Pacte asile et migration, entretien avec Damien Carême

PAR Vincent Souty
SAF Rouen

Adopté concomitamment à la loi Darmanin, le pacte asile et migration est un ensemble de textes qui viennent refondre le système d’asile et de migration de l’Union européenne. Damien Carême, ancien maire de Grande-Synthe et eurodéputé a participé aux négociations qui ont vu l’adoption contestable de cet ensemble de textes.

Pouvez-vous nous informer des principales modifications induites par l’adoption du Pacte asile et migration ?
Le pacte sur la migration et l’asile contient huit textes : trois textes proposés en 2016, sur lesquels un accord provisoire avait été conclu fin 2022. Cinq règlements proposés en 2020, sur lesquels un accord a été trouvé le 20 décembre 2023.
Un seul texte est positif : le nouveau cadre pour la réinstallation des exilés. Tous les autres ont un contenu extrêmement préoccupant.
Contrairement à ce que veulent nous faire croire la Commission, les gouvernements et les groupes politiques du Parlement européen ayant permis l’adoption de ce pacte, les dysfonctionnements des politiques actuelles ne seront pas résolus, mais exacerbés. Aucune véritable solidarité en matière d’asile n’est instaurée.
C’est une opération de communication dans la perspective des élections européennes, dans l’idée d’endiguer l’extrême droite, qui jubile voyant ses idées abjectes reprises dans cette réforme !
Voici quelques-unes de mes principales préoccupations.

La refonte du Règlement Eurodac est très problématique. La collecte de données s’effectuera désormais dès l’âge de six ans, avec la possibilité de recueillir les empreintes sous la contrainte, même pour les enfants et les personnes vulnérables ! Je suis très inquiet, car ces données sensibles seront largement consultables, partagées et interconnectées.

* * *

**Travail demandé:**
• a. Dans l'entretien sur le pacte asile et migration, à partir de quel âge la collecte de données prévue par la refonte du règlement Eurodac s'effectuera-t-elle ?
• b. Dans l'entretien sur le pacte asile et migration, qui, selon Damien Carême, veut faire croire que les dysfonctionnements des politiques actuelles seront résolus ? Nommez-les tous.
• c. Poursuivez l'entretien sur le pacte asile et migration à partir de sa dernière phrase.
Le matériel qui suit est sans rapport avec l'entretien sur le pacte asile et migration.

**Matériel fourni:**
* * *

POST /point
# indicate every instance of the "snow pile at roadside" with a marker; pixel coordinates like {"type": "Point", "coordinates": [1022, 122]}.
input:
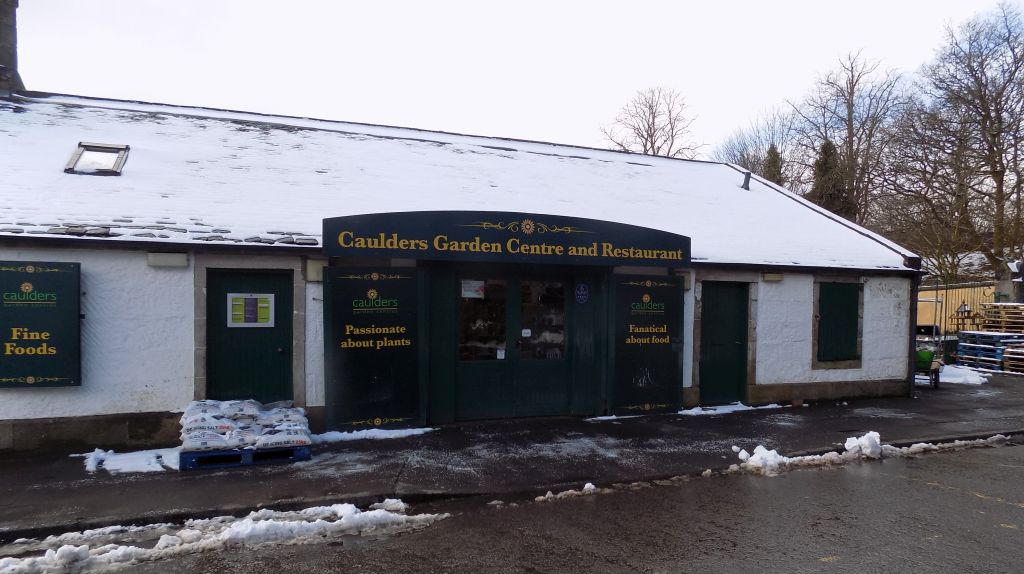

* * *

**Réponses par consigne:**
• a. Dès l'âge de six ans.

• b. La Commission, les gouvernements et les groupes politiques du Parlement européen ayant permis l'adoption de ce pacte.

• c.
Le Règlement filtrage codifie l’approche « hotspots », mise en place sur les îles grecques et en Italie. Il s’agit d’une nouvelle procédure préalable à l’entrée, applicable à toutes les personnes exilées, partout aux frontières extérieures de l’UE, mais également après une interpellation sur le territoire d’un État membre sous certaines conditions. C’est le régime de la zone d’attente qui sera appliqué, régime hautement attentatoire aux droits et libertés des exilés, sans possibilité de recours.

Le Règlement sur les procédures d’asile (APR) remplacera l’actuelle directive Procédures. Le placement en procédure d’asile à la frontière, donc en rétention, devient la règle et concernera un très grand nombre d’exilés, y compris des enfants, pour des durées pouvant atteindre plusieurs mois. Ce règlement fait peser sur les États de première entrée une responsabilité accrue : un système voué à l’échec avant même d’être appliqué.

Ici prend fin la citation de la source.